▶ _WHAT NEEDS TO BE DONE_
Each record below is to be restated word for word.

Natural-language object grounding data:
---------------

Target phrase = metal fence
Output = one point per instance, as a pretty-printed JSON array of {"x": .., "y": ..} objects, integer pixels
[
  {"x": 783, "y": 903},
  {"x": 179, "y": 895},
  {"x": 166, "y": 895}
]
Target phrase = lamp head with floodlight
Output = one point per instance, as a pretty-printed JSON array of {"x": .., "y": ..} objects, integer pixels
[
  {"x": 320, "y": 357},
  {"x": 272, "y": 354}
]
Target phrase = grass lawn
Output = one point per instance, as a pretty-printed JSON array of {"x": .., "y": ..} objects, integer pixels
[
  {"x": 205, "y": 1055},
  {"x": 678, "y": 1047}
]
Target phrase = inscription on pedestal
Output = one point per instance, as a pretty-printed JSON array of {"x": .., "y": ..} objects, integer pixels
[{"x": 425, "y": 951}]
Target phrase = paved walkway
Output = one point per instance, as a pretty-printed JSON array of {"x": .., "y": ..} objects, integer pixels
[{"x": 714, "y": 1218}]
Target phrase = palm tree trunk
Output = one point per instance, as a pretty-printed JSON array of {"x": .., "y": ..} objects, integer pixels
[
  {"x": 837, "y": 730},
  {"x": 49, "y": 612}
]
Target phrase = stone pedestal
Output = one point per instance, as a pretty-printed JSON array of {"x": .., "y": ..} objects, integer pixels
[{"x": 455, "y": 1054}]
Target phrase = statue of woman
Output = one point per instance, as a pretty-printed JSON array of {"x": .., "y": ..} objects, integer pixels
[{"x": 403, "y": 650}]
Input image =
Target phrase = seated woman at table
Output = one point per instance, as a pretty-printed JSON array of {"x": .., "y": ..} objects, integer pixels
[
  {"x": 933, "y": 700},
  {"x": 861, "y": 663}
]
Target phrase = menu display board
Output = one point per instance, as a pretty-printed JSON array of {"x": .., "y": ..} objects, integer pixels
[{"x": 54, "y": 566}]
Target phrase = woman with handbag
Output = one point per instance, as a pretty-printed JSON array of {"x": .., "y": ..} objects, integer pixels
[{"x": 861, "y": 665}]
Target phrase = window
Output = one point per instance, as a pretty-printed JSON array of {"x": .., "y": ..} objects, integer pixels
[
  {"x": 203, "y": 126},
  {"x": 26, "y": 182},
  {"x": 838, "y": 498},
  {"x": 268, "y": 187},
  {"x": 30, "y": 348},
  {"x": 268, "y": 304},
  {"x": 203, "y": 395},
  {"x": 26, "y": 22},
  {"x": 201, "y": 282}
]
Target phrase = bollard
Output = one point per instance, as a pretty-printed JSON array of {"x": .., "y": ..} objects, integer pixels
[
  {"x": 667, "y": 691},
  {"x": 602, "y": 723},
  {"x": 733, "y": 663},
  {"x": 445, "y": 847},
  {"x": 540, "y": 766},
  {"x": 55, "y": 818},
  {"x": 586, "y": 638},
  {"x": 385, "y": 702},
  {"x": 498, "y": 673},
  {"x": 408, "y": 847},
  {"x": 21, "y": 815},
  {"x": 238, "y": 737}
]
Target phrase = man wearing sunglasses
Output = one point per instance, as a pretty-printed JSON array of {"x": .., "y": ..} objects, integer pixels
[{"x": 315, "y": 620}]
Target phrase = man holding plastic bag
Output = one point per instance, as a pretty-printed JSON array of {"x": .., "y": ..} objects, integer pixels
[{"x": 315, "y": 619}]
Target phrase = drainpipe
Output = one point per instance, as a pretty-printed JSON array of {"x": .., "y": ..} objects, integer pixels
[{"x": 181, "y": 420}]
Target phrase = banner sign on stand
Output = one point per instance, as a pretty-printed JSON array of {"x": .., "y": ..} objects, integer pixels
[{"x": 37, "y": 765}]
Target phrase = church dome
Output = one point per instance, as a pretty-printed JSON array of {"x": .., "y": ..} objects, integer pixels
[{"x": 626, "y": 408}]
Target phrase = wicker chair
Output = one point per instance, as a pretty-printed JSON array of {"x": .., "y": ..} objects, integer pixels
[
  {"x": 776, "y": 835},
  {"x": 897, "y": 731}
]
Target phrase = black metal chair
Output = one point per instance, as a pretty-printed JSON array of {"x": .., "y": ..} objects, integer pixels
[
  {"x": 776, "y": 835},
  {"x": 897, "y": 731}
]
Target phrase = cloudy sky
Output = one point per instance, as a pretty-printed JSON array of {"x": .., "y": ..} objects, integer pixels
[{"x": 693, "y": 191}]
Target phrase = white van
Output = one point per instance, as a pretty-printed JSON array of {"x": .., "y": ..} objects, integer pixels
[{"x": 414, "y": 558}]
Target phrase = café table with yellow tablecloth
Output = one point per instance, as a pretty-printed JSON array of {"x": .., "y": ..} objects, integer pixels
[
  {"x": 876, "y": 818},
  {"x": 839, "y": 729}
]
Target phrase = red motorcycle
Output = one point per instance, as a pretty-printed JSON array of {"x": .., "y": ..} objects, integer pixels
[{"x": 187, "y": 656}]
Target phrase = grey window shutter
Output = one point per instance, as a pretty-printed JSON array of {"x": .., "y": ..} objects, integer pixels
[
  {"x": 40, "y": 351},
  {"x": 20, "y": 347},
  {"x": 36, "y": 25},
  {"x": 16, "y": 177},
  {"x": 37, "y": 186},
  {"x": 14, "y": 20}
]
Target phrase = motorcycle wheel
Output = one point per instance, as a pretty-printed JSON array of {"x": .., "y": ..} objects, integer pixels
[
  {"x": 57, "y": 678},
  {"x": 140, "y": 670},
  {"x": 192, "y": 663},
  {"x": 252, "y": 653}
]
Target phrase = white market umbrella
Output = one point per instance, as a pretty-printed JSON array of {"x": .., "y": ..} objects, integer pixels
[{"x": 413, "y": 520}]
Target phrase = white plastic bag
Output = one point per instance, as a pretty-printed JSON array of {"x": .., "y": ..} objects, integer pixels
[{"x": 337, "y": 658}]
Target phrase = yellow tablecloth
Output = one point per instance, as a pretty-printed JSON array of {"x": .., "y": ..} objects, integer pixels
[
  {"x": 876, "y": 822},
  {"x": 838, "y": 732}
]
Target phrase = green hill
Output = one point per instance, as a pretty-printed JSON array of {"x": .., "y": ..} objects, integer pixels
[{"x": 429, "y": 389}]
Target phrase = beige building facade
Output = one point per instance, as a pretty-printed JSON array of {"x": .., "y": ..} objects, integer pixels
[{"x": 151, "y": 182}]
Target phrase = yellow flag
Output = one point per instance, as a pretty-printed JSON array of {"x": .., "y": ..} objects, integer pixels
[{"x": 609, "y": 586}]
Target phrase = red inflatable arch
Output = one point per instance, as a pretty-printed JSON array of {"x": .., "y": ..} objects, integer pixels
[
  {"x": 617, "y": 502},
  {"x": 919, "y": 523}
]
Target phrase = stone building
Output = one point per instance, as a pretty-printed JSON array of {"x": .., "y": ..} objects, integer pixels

---------------

▶ _ANSWER_
Target phrase = metal fence
Output = one point per instance, as a pretty-printed JSON array of {"x": .., "y": ..} objects, integer pixels
[
  {"x": 783, "y": 903},
  {"x": 179, "y": 895},
  {"x": 166, "y": 895}
]
Target phrase = lamp head with floodlight
Output = one point per instance, as a pretty-printed JSON array of {"x": .., "y": ..} objects, integer pixels
[
  {"x": 320, "y": 357},
  {"x": 272, "y": 354}
]
Target phrase = grass lawn
Output = one point per instance, as a pretty-printed JSON array of {"x": .., "y": ..} objects, integer pixels
[
  {"x": 205, "y": 1055},
  {"x": 678, "y": 1047}
]
Target phrase = inscription on pedestal
Output = one point per instance, as a pretty-printed JSON array of {"x": .., "y": ..} objects, integer pixels
[{"x": 425, "y": 951}]
Target phrase = paved walkway
Output = one point per instance, as a pretty-printed JSON array of {"x": .., "y": ..} objects, integer pixels
[{"x": 714, "y": 1218}]
Target phrase = palm tree trunk
Output = one point per instance, as a pretty-printed JSON array of {"x": .., "y": ..} objects, integer pixels
[
  {"x": 837, "y": 730},
  {"x": 49, "y": 612}
]
Target phrase = stone pedestal
Output = one point per instance, as a pretty-printed JSON array of {"x": .., "y": ..} objects, integer pixels
[{"x": 455, "y": 1054}]
Target phrase = statue of woman
Output = one point per instance, as a pretty-printed JSON array of {"x": .., "y": ..} objects, integer pixels
[{"x": 403, "y": 650}]
Input image =
Target phrase = seated woman at table
Output = one point per instance, as a pretty-printed JSON array of {"x": .., "y": ..} objects, integer pixels
[
  {"x": 933, "y": 700},
  {"x": 861, "y": 663}
]
Target phrase = menu display board
Output = one point per instance, as a pretty-printed JSON array of {"x": .., "y": ..} objects, integer pixels
[{"x": 54, "y": 566}]
Target phrase = woman with handbag
Output = one point per instance, as a pretty-printed JSON array of {"x": .., "y": ..} objects, integer pixels
[{"x": 861, "y": 665}]
Target phrase = window
Output = one point per instance, as a pretty-printed JSON array of {"x": .., "y": ..} objects, integer pixels
[
  {"x": 203, "y": 126},
  {"x": 26, "y": 182},
  {"x": 838, "y": 498},
  {"x": 268, "y": 187},
  {"x": 30, "y": 348},
  {"x": 268, "y": 304},
  {"x": 203, "y": 395},
  {"x": 26, "y": 22},
  {"x": 201, "y": 282}
]
Target phrase = bollard
Output = one point per instance, as a pretty-printed JSON array of {"x": .., "y": ..} objects, integer pixels
[
  {"x": 667, "y": 691},
  {"x": 602, "y": 723},
  {"x": 733, "y": 663},
  {"x": 445, "y": 847},
  {"x": 540, "y": 766},
  {"x": 55, "y": 818},
  {"x": 586, "y": 638},
  {"x": 385, "y": 702},
  {"x": 498, "y": 673},
  {"x": 408, "y": 847},
  {"x": 21, "y": 815},
  {"x": 238, "y": 737}
]
Target phrase = man wearing sunglasses
Output = one point per instance, as a pretty-printed JSON array of {"x": .., "y": ..} objects, integer pixels
[{"x": 315, "y": 620}]
Target phrase = man holding plastic bag
Output = one point per instance, as a pretty-printed JSON array of {"x": .., "y": ..} objects, integer pixels
[{"x": 315, "y": 619}]
Target phrase = drainpipe
Output = one point per instance, as a pretty-printed JSON array of {"x": .., "y": ..} objects, integer pixels
[{"x": 181, "y": 420}]
Target phrase = banner sign on stand
Output = one point per instance, as a pretty-printed JSON array of {"x": .., "y": ..} objects, integer pixels
[{"x": 37, "y": 765}]
Target phrase = church dome
Output = one point per instance, as a pretty-printed JSON array of {"x": .., "y": ..} objects, integer pixels
[{"x": 626, "y": 408}]
Target phrase = wicker chair
Output = one point per instance, as a pretty-printed JSON array of {"x": .., "y": ..} objects, integer pixels
[
  {"x": 776, "y": 835},
  {"x": 897, "y": 731}
]
Target phrase = black metal chair
Output = one point per instance, as a pretty-printed JSON array of {"x": .., "y": ..} objects, integer pixels
[
  {"x": 776, "y": 835},
  {"x": 897, "y": 731}
]
Target phrase = cloudy sky
Output = one point per instance, as a pretty-printed JSON array of {"x": .., "y": ..} objects, integer pixels
[{"x": 693, "y": 191}]
Target phrase = white van
Output = one point per instance, as a pretty-printed JSON array of {"x": .., "y": ..} objects, integer pixels
[{"x": 414, "y": 558}]
Target phrase = café table with yellow tablecloth
Output = one point per instance, as a pretty-printed JSON array of {"x": .., "y": ..} objects, integer pixels
[
  {"x": 876, "y": 818},
  {"x": 839, "y": 729}
]
Target phrase = red motorcycle
Output = one point per instance, as a pretty-printed JSON array of {"x": .., "y": ..} objects, integer pixels
[{"x": 187, "y": 656}]
Target phrase = grey window shutter
Output = one point per instance, as a pretty-printed JSON array of {"x": .., "y": ..} objects, integer pixels
[
  {"x": 40, "y": 351},
  {"x": 20, "y": 347},
  {"x": 36, "y": 25},
  {"x": 16, "y": 177},
  {"x": 37, "y": 186},
  {"x": 14, "y": 20}
]
Target phrase = motorcycle wheel
Output = one point per instance, as a pretty-printed JSON array of {"x": .., "y": ..} objects, integer pixels
[
  {"x": 57, "y": 678},
  {"x": 140, "y": 670},
  {"x": 192, "y": 663},
  {"x": 252, "y": 653}
]
Target phrase = white market umbrella
Output = one point per instance, as a pretty-printed JSON array of {"x": .., "y": ..} objects, integer pixels
[{"x": 413, "y": 520}]
Target phrase = white plastic bag
Output = one point per instance, as a pretty-printed JSON array of {"x": .., "y": ..} objects, integer pixels
[{"x": 337, "y": 658}]
Target phrase = yellow tablecloth
Output = one point per instance, as a pretty-printed JSON array of {"x": .., "y": ..} objects, integer pixels
[
  {"x": 876, "y": 822},
  {"x": 838, "y": 732}
]
Target phrase = green hill
Output = one point per instance, as a pretty-printed JSON array of {"x": .., "y": ..} objects, integer pixels
[{"x": 429, "y": 389}]
Target phrase = beige building facade
Output = one point per instance, as a pretty-printed JSON array of {"x": .., "y": ..} objects, integer pixels
[{"x": 151, "y": 182}]
Target phrase = yellow flag
Output = one point per instance, as a pretty-printed JSON array of {"x": .., "y": ..} objects, integer pixels
[{"x": 609, "y": 586}]
Target phrase = red inflatable arch
Output = one point per instance, as a pretty-printed JSON array of {"x": .., "y": ..} objects, integer pixels
[
  {"x": 617, "y": 502},
  {"x": 919, "y": 523}
]
Target phrase = stone building
Output = one point per instance, as a pretty-printed JSON array of {"x": .., "y": ..} objects, integer pixels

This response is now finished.